Given instruction
Collect every line of the entries that contains the word "crocodile", and copy each one out.

Task material
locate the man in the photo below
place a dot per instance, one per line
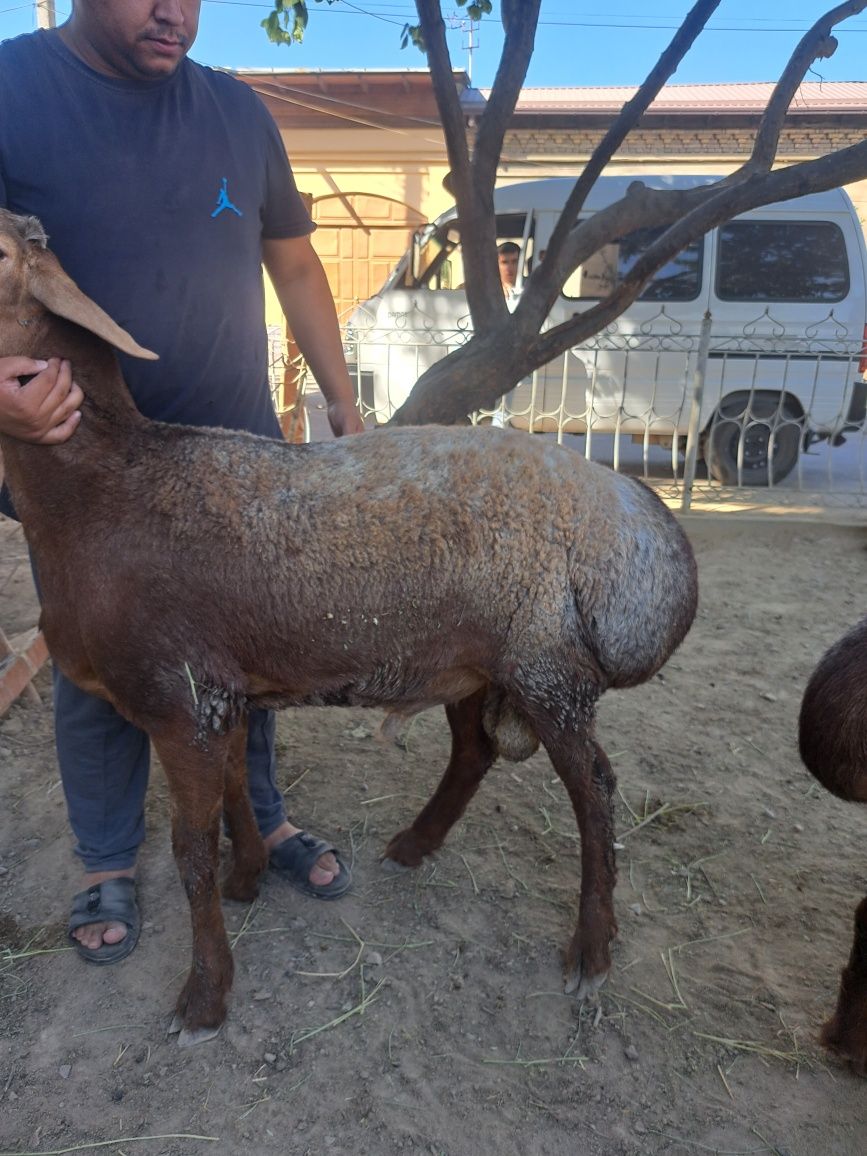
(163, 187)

* * *

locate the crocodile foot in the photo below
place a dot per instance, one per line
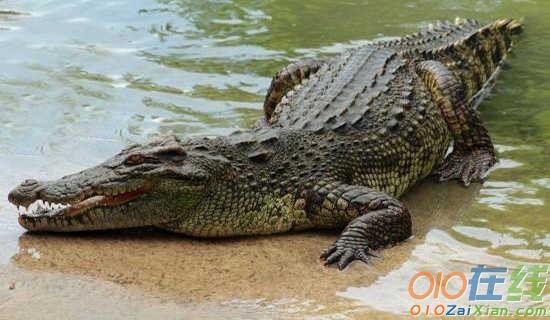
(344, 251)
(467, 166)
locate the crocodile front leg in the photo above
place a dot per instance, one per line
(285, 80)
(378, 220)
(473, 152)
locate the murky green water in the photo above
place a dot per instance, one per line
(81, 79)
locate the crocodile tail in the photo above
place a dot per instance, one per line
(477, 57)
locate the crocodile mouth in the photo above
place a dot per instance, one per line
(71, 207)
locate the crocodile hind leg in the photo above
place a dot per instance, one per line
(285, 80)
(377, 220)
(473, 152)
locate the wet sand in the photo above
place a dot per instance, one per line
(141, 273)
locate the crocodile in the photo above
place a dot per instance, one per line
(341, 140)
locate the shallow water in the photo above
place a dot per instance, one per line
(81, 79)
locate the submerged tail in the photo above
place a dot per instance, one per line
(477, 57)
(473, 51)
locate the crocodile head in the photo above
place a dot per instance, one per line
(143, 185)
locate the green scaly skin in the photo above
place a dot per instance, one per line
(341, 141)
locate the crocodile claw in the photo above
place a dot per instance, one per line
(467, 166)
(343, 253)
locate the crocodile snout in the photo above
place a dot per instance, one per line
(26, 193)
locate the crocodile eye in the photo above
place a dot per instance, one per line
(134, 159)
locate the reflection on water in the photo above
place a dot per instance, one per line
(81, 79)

Correct result
locate the crocodile foot in the photo below
locate the crocodile front leg in the photo above
locate the crocodile tail in the photo above
locate the crocodile mouth in the photo above
locate the crocodile hind leg in the photo above
locate the crocodile in the photo above
locate the crocodile head in the photo above
locate the crocodile claw in the photo above
locate the crocodile snout in the photo above
locate the crocodile eye in the photo above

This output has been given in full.